- [INSTRUCTIONS TO FOLLOW]: Given the listing below, write out exactly the lines starting with the line that has "Q: Put a point on each instance of the car body" and going on through the line that has "Target: black shoe", both kept.
_ _ _ _
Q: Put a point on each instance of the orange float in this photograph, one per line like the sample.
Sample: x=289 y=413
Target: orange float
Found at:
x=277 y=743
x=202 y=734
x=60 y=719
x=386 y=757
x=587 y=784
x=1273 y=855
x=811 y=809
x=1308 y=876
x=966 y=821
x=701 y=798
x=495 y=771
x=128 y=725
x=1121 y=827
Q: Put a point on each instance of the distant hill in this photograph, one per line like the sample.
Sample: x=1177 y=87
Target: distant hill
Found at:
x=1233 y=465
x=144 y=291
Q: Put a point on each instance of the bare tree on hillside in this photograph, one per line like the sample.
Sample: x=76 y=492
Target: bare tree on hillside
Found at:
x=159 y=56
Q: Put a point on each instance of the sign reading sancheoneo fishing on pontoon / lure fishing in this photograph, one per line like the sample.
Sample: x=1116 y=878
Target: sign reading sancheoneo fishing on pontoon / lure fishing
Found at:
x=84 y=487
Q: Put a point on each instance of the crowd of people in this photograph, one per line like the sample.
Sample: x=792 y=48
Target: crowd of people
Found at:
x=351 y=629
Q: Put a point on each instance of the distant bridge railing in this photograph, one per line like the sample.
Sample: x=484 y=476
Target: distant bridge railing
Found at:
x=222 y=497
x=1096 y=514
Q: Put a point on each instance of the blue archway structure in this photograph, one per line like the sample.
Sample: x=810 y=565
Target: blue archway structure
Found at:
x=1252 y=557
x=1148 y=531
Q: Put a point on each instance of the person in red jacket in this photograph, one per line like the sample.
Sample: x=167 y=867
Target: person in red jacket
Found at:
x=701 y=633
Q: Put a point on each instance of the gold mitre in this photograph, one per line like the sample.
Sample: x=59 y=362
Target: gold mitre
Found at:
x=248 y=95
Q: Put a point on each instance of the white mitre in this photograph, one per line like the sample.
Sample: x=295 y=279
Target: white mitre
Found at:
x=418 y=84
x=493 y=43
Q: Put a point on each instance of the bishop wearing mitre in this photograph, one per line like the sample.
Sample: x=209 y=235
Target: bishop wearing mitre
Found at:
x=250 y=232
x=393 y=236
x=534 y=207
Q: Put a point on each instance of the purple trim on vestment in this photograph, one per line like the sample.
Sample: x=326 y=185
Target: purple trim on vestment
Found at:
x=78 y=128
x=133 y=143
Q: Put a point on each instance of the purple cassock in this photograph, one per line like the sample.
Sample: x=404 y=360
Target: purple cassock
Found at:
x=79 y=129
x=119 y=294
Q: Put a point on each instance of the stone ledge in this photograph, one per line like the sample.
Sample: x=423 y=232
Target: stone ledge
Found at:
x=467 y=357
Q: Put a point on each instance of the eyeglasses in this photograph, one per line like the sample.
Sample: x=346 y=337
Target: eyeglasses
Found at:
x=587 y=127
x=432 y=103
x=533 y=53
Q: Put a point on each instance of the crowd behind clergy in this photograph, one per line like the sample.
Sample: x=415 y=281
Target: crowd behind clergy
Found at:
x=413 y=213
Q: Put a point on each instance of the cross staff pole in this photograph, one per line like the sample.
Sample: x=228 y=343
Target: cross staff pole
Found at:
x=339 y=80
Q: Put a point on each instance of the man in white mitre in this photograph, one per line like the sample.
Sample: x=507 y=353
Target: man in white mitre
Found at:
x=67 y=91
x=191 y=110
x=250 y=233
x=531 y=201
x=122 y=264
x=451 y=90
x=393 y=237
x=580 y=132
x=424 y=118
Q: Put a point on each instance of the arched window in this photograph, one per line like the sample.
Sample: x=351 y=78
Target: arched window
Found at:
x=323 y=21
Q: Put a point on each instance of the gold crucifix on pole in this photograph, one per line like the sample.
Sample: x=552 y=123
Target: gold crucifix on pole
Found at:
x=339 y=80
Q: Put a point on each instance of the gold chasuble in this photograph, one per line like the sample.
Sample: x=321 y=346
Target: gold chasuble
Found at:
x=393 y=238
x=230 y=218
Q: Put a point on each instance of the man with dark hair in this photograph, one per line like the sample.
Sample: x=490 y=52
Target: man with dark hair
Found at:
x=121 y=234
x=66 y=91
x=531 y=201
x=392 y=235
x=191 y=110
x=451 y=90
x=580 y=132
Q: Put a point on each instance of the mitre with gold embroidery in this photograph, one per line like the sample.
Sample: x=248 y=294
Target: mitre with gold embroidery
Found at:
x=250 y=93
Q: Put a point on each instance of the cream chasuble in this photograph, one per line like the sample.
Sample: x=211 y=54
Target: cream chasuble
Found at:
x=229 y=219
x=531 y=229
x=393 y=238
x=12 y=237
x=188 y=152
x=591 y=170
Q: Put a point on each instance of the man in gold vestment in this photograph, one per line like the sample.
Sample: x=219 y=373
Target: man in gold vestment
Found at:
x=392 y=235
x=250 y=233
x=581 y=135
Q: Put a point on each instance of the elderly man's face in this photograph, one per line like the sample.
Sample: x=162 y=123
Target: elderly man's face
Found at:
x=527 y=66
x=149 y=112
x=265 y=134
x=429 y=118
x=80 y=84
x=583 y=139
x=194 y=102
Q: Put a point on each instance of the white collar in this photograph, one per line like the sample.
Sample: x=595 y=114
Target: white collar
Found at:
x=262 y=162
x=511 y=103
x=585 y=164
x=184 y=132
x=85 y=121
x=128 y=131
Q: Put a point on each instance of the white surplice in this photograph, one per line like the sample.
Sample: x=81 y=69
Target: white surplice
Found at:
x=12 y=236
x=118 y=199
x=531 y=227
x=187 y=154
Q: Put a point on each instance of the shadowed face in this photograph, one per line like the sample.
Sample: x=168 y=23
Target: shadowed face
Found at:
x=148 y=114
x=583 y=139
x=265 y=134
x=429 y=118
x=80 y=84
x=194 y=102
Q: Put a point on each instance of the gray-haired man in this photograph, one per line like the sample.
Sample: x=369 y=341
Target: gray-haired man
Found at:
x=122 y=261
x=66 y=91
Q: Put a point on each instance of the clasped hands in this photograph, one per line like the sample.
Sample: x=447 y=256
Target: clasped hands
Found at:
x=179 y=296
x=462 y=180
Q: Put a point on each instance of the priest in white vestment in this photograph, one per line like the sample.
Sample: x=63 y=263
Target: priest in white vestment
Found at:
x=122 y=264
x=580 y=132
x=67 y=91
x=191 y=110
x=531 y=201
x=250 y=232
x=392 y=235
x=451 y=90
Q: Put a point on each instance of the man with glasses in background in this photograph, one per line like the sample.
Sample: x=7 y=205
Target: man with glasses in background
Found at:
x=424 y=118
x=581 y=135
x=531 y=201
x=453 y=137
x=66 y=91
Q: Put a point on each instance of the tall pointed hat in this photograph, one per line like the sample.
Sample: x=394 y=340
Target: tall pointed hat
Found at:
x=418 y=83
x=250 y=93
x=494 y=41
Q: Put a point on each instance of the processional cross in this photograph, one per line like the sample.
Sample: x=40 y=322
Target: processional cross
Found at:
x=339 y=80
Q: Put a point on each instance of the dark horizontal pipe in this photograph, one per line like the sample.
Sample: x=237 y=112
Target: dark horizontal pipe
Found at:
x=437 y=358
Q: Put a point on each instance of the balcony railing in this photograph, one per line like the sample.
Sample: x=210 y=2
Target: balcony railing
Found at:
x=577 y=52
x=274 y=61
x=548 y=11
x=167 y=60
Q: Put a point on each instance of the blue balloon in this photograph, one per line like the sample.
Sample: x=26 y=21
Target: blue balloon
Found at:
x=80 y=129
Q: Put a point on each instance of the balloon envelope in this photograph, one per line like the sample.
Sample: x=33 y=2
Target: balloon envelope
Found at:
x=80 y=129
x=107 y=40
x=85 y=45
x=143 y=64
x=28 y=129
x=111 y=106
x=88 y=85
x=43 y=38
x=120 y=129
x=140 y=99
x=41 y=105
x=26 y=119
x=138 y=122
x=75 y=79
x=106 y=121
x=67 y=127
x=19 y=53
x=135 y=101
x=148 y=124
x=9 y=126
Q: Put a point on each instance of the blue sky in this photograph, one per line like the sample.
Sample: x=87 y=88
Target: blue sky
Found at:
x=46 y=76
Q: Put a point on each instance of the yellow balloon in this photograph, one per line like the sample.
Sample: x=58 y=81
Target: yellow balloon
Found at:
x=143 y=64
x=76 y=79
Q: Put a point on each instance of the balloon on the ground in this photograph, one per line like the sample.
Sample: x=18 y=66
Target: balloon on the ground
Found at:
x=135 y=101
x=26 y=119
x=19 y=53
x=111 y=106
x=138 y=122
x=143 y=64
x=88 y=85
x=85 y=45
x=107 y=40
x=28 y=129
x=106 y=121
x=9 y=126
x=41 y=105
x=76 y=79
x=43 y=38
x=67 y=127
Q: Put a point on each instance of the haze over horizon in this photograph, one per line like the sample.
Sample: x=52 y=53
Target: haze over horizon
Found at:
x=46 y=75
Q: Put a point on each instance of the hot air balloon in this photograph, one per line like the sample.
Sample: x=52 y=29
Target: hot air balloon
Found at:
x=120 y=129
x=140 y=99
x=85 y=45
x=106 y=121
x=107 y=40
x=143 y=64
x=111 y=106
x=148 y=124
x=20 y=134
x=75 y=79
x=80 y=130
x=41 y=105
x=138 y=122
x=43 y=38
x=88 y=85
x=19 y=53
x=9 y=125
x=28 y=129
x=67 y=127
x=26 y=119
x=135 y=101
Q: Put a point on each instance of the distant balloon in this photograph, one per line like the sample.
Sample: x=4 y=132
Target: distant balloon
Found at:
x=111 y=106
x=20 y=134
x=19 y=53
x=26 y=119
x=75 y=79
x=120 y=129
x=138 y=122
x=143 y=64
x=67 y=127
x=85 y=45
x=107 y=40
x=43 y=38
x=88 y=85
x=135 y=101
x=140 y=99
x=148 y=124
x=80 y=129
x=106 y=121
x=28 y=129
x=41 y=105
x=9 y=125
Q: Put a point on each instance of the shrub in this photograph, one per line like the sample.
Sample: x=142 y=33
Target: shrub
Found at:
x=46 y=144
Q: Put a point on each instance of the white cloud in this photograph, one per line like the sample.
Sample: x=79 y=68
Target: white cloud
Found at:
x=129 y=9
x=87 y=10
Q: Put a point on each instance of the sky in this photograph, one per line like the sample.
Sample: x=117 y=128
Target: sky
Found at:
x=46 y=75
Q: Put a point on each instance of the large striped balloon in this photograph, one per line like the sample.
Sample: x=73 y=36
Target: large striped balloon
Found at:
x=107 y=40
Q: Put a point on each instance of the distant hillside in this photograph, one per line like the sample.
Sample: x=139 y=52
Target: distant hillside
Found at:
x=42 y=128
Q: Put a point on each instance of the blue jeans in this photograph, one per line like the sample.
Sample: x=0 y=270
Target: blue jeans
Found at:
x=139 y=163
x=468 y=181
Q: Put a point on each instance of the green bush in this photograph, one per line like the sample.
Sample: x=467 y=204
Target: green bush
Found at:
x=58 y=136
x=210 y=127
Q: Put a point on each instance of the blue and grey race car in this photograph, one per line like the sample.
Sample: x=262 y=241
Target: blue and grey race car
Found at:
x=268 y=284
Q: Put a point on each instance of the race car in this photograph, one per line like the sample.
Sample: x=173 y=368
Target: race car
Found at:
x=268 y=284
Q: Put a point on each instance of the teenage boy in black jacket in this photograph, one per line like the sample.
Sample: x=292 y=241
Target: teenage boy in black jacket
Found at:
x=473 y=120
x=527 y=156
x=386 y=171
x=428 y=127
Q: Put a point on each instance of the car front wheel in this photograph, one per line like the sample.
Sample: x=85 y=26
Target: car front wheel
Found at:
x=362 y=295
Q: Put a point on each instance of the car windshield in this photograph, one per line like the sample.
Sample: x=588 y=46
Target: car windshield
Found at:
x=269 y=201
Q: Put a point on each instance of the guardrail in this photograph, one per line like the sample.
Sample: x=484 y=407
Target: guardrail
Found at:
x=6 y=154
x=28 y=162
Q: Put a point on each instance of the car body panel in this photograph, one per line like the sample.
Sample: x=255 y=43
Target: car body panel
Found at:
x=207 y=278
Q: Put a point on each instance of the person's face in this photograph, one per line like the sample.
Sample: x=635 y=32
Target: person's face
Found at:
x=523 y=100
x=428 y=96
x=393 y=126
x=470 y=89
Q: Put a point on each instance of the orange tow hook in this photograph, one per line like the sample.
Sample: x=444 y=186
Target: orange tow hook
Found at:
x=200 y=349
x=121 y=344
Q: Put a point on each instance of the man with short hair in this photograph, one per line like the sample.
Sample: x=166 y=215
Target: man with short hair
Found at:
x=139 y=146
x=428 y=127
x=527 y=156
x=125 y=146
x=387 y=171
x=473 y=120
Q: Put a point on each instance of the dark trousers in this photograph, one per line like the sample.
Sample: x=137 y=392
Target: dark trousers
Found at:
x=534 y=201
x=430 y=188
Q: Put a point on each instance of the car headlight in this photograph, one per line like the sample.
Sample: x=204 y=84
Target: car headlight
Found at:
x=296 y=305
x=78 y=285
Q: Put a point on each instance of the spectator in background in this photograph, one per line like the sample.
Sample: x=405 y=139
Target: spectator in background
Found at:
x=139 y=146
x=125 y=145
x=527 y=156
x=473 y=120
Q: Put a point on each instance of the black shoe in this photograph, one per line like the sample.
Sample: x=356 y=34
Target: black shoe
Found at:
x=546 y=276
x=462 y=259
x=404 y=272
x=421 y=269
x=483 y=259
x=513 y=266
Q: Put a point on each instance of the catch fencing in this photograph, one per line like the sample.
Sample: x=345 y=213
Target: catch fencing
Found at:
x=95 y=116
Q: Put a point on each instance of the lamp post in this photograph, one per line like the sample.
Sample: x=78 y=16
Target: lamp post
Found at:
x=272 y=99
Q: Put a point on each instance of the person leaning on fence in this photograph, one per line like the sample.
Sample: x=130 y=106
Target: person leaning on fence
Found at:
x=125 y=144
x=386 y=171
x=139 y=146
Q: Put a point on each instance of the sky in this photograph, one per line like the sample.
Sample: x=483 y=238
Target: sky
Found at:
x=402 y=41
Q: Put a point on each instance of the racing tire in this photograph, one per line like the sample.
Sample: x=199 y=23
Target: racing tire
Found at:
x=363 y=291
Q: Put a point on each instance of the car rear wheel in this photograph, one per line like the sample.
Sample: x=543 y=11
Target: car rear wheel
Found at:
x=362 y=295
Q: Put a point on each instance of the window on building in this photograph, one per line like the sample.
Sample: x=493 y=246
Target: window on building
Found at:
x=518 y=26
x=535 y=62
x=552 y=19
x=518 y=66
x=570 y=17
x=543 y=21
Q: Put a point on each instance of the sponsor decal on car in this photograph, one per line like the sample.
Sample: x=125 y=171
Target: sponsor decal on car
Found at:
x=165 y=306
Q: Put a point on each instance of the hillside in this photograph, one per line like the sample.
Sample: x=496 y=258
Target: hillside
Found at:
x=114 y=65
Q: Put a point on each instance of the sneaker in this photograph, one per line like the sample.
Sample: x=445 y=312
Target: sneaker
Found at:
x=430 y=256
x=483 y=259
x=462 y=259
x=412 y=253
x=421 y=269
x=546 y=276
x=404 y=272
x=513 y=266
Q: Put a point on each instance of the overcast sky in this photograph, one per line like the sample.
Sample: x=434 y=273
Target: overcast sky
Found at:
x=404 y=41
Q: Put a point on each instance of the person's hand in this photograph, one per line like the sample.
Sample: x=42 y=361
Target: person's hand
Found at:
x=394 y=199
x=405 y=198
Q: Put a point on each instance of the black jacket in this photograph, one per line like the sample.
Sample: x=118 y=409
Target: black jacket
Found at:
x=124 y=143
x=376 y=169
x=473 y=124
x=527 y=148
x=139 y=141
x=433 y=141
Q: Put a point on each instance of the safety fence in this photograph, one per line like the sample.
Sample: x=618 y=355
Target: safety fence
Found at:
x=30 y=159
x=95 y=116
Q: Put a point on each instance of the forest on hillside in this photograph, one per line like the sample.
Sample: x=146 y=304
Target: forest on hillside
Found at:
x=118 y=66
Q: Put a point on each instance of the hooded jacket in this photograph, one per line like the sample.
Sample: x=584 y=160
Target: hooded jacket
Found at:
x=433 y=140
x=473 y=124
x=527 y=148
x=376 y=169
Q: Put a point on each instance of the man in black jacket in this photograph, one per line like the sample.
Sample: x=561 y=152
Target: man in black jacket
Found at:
_ _ _ _
- [ANSWER AREA]:
Q: Put a point on each instance of the car body panel in this photograph, one per line like the sample.
Sample: x=255 y=43
Target: car body panel
Found at:
x=207 y=278
Q: Put a point on each instance of the person's face in this photograph, one per line like the sample.
Sample: x=635 y=32
Target: person's face
Found at:
x=523 y=100
x=428 y=96
x=393 y=126
x=470 y=89
Q: Put a point on each instance of the orange tow hook in this photograph, one per line like the sample.
Sample: x=444 y=186
Target: orange tow hook
Found at:
x=200 y=349
x=121 y=344
Q: Put a point on each instance of the man with short hair in this photograph, one per line like the sample.
Sample: x=166 y=215
Target: man with short hair
Found at:
x=139 y=146
x=428 y=127
x=527 y=156
x=125 y=146
x=387 y=171
x=473 y=120
Q: Put a point on each instance of the dark trousers in this photograph, one per line like the sample.
Sample: x=137 y=392
Target: dark trousers
Found at:
x=534 y=201
x=430 y=188
Q: Put a point on each instance of the car headlight in this photograph, one per line like the sample.
Sample: x=204 y=84
Target: car headlight
Found at:
x=296 y=305
x=78 y=285
Q: Put a point on each instance of the spectator in background in this photograph, one per line like the sample.
Sample: x=405 y=139
Target: spectator in background
Found at:
x=139 y=146
x=125 y=145
x=527 y=156
x=473 y=120
Q: Put a point on each instance of the black shoe in this photograph, one per line like the sample.
Sample: x=356 y=34
Target: black shoe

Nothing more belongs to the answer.